**Gestellte Aufgabe A**
Zeig jede Zeile der Datensätze, in der das Wort „brick“ vorkommt. Groß- und Kleinschreibung zählen dabei.

**Ausgewählter Abschnitt**
Sonstige Beurteilungskriterien für Lebensmittel

Ampelkennzeichnung

Die Ampelkennzeichnung wurde von der britischen Lebensmittelbehörde UK Food Standards Agency (FSA) eingeführt. Die Verbraucher sollen durch die Ampelkennzeichnung möglichst schnell erkennen, welche Lebensmittel als „gesund“ bzw. „ungesund“ einzustufen sind. Die Bedeutung der Farben ist wie folgt.

Rot: Das Lebensmittel hat einen hohen Gehalt an Fett, Salz oder Zucker und sollte daher eher selten verzehrt werden.
Gelb: Das Lebensmittel hat einen mittleren Gehalt an Fett, Salz oder Zucker und ist grundsätzlich in Ordnung. Grün gekennzeichnete Lebensmittel wären aber die gesündere Wahl.
Grün steht für einen niedrigen Gehalt an Fett, Salz oder Zucker. Je mehr grüne Punkte ein Produkt trägt, desto gesünder kann es eingestuft werden.

Vorteile:

  • Sehr leicht verständlich.
  • Auf den ersten Blick erkennbar, ob ein Lebensmittel „gut“ (=grün) oder „schlecht“ (=rot) ist.
  • Es wird dem Verbraucher anschaulich signalisiert, wieviel Fett, Salz oder Zucker in 100g Lebensmittel enthalten sind.

Nachteile:

  • Oft ist die Zuordnung schwierig, da viele Lebensmittel nicht ausschließlich „gut“ bzw. „schlecht“ sind.
  • Ampelkennzeichnung macht nur für zusammengesetzte Lebensmittel Sinn, nicht für Grundnahrungsmittel.
  • Vor allem Kinder werden durch die rote Kennzeichnung und das Wissen, dass sie das Lebensmittel eher nicht essen sollten, nicht selten erst recht zum Verzehr verführt.
  • Die Ampelregelung kann auch irreführend sein und eigentlich hochwertige Lebensmittel negativ bewerten. So werden zum Beispiel Walnüsse durch den hohen Fettgehalt „rot“ gekennzeichnet, enthalten aber größtenteils günstige, hochwertige Fette.

**Gestellte Aufgabe B**
Führ den Text über die Ampelkennzeichnung nach seinem letzten Satz weiter.

**Bereitgestelltes Material**
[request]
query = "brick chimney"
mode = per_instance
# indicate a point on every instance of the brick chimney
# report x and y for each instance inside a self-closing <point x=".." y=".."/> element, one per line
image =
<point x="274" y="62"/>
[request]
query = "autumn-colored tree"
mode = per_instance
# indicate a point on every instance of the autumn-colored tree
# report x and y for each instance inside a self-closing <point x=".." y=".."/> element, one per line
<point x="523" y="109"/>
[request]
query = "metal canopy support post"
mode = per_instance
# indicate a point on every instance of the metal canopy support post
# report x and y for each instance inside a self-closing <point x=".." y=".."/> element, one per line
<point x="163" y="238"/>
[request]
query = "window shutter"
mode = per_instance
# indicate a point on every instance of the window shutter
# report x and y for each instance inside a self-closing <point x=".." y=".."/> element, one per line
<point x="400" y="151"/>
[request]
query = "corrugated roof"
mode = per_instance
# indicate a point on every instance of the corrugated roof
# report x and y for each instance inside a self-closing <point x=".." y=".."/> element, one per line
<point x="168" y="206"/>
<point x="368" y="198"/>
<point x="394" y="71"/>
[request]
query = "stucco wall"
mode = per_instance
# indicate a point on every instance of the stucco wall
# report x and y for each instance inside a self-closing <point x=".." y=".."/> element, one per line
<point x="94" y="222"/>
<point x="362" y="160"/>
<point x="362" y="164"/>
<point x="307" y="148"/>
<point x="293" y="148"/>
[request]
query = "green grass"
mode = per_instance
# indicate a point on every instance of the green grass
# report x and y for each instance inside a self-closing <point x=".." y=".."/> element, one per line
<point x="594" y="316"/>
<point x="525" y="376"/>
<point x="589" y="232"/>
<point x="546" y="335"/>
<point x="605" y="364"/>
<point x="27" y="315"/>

**Ergebnis A**
query = "brick chimney"
# indicate a point on every instance of the brick chimney

**Ergebnis B**
Nutri-Score

Bei Nutri-Score handelt es sich um eine Front-of-Pack (FOP)-Kennzeichnung bestehend aus einer fünfstufigen Farbskala, die 2017 in Frankreich entwickelt wurde (Abb. 3). Damit sollen Konsumenten die Qualität von Lebensmitteln direkt beim Einkauf leichter beurteilen können. Es werden Plus-Punkte für ungünstige Inhaltsstoffe wie Energie, Zucker, gesättigte Fettsäuren und Salz vergeben und Minus-Punkte für günstige Inhaltsstoffe wie Obst, Gemüse, Nüsse, Ballaststoffe und Eiweiß. Die Punkte werden addiert und das Lebensmittel anschließend einer der fünf Farben von Grün A (= höchste Qualität) bis Rot E (= niedrigste Qualität) zugeordnet. Die Punkte reichen von -15 (günstigste Zusammensetzung) bis +40 (ungünstigste Zusammensetzung).

Vorteile:

  • Sehr leicht verständlich.
  • Auf den ersten Blick erkennbar, ob ein Lebensmittel hohe (= grün) oder niedrige (= rot) Qualität hat.
  • Im Vergleich zur Ampelregelung ermöglicht die 5-Farben-Abstufungen eine detailliertere Einstufung der Lebensmittel.

Nachteile:

  • Oft ist die Zuordnung schwierig, da die meisten Lebensmittel nicht ausschließlich Inhaltsstoffe hoher bzw. niedriger Qualität enthalten.
  • Diese Form der Kennzeichnung ist nur für zusammengesetzte Lebensmittel sinnvoll, nicht für Grundnahrungsmittel.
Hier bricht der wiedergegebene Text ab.